- EXERCISE GOAL
Reproduce every record exactly as it appears, but not the pictures.

- ENTRIES PROVIDED
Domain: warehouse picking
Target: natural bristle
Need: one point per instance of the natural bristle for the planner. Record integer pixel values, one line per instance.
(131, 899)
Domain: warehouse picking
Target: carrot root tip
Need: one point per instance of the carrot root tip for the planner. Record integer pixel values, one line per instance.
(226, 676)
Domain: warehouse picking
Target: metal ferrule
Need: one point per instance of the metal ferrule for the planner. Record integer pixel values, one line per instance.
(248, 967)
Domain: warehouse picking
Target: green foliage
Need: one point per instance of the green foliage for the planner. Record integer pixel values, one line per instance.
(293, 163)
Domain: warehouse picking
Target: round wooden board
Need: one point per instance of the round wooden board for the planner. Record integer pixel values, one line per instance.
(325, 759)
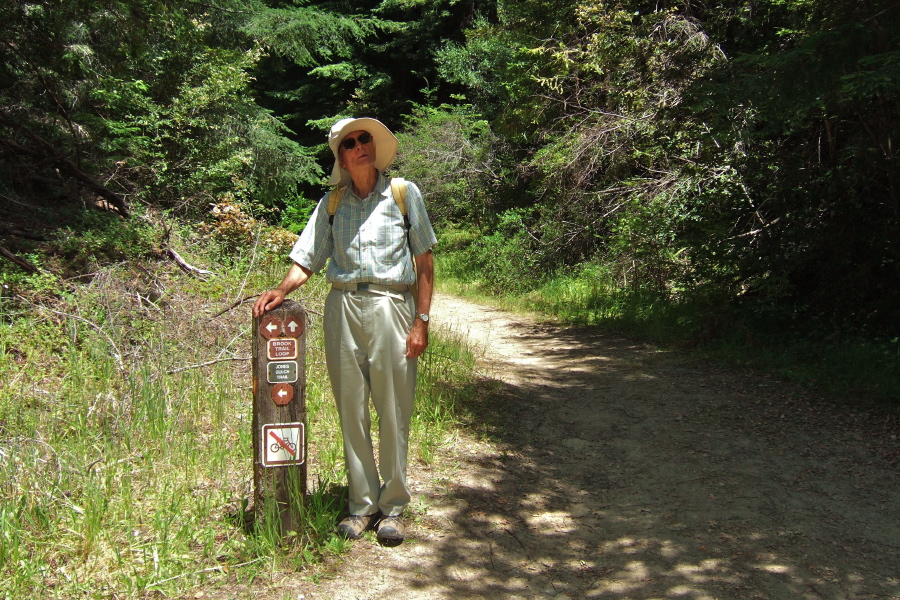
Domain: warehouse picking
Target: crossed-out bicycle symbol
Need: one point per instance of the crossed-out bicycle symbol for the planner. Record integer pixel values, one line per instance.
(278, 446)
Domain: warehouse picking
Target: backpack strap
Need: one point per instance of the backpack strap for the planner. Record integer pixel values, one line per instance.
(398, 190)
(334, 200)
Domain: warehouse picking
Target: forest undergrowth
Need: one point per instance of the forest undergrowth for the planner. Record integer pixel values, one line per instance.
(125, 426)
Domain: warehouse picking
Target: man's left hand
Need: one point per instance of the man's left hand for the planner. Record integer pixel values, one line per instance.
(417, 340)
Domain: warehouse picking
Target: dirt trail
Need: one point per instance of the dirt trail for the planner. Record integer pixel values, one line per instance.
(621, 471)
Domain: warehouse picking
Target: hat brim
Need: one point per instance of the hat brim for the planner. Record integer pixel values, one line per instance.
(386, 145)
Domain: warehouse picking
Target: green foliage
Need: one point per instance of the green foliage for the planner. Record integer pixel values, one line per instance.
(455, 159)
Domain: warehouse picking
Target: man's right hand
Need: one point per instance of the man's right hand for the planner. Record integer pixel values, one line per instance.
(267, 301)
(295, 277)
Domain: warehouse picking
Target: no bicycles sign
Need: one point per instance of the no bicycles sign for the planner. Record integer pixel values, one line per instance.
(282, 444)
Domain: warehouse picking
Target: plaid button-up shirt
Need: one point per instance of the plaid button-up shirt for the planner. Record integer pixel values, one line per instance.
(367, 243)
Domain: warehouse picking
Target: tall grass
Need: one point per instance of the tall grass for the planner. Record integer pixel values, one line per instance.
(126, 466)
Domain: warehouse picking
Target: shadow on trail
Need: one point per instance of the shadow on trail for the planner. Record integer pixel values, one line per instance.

- TASK ANSWER
Domain: warehouse picking
Target: natural bristle
Need: one point per instance of the natural bristle for the planner. Record integer pixel values, one line per instance.
(131, 899)
Domain: warehouse picking
Target: carrot root tip
Need: one point per instance of the carrot root tip for the planner. Record integer pixel values, one line per instance.
(226, 676)
Domain: warehouse picking
Target: metal ferrule
Need: one point per instance of the metal ferrule for the planner. Record integer pixel values, one line per instance.
(248, 967)
Domain: warehouse picking
Target: green foliage
Need: one point per instance of the green foliage for the planner. Record integer pixel values, one line per instance.
(293, 163)
Domain: warehouse picking
Target: round wooden board
Need: one point per instance of the round wooden board for the planner. Record integer pixel values, one line per instance.
(325, 759)
Domain: warehouse picking
Target: crossed-out bicycle symbol
Need: one point per instance of the crossed-out bicycle symbol for the planner. Record integer pixel values, one line per instance.
(278, 446)
Domain: warehouse picking
Target: backpack strap
Need: one point per instance of the backpack strap for the planner. Record integer pixel values, one line per instance.
(398, 190)
(334, 200)
Domain: warehouse picking
Target: forest undergrowth
Need: one point per instance of the forest undergrowth for the planner. Record integer pixel values, one line per instance.
(125, 426)
Domain: warehouse picking
Target: man's left hand
Need: one point per instance of the man's left hand for the planner. Record integer pixel values, one line per instance.
(417, 340)
Domain: warehouse picking
Target: dirt trail
Need: one point per instance of the dirt trail for the planner. Record integer pixel values, one line per instance.
(621, 471)
Domain: warehouse picking
Target: hat brim
Need: one point per instance of the hat brim for the planner. Record integer pixel values, one line per instance.
(386, 145)
Domain: warehouse picking
Target: green foliage
Need: one point per instance of the green foliage for the planner. Record integer pixel values, one line per instance.
(455, 159)
Domain: warehouse picking
Target: man's right hand
Need: one point per instance of the man's right hand for the planner. Record integer pixel values, one line per instance.
(267, 301)
(295, 277)
Domain: warehouse picking
Target: no bicycles sign
Need: one point per instance of the no bicycles sign for the planner. Record integer pixel values, one line per instance.
(282, 444)
Domain: warehouse picking
Target: plaid button-up shirt
Need: one point per instance of the plaid button-up shirt for the planner. Record integer pixel values, one line per instance.
(367, 243)
Domain: warehouse picking
Target: tall grass
Need: one point per instance of the tall grass for the planner. Record integer pixel values, one line per instance.
(126, 466)
Domain: warehouse picking
Target: shadow on trail
Need: one point per instance of the shadow on trail for the planner. Record integer pixel values, one line per instance.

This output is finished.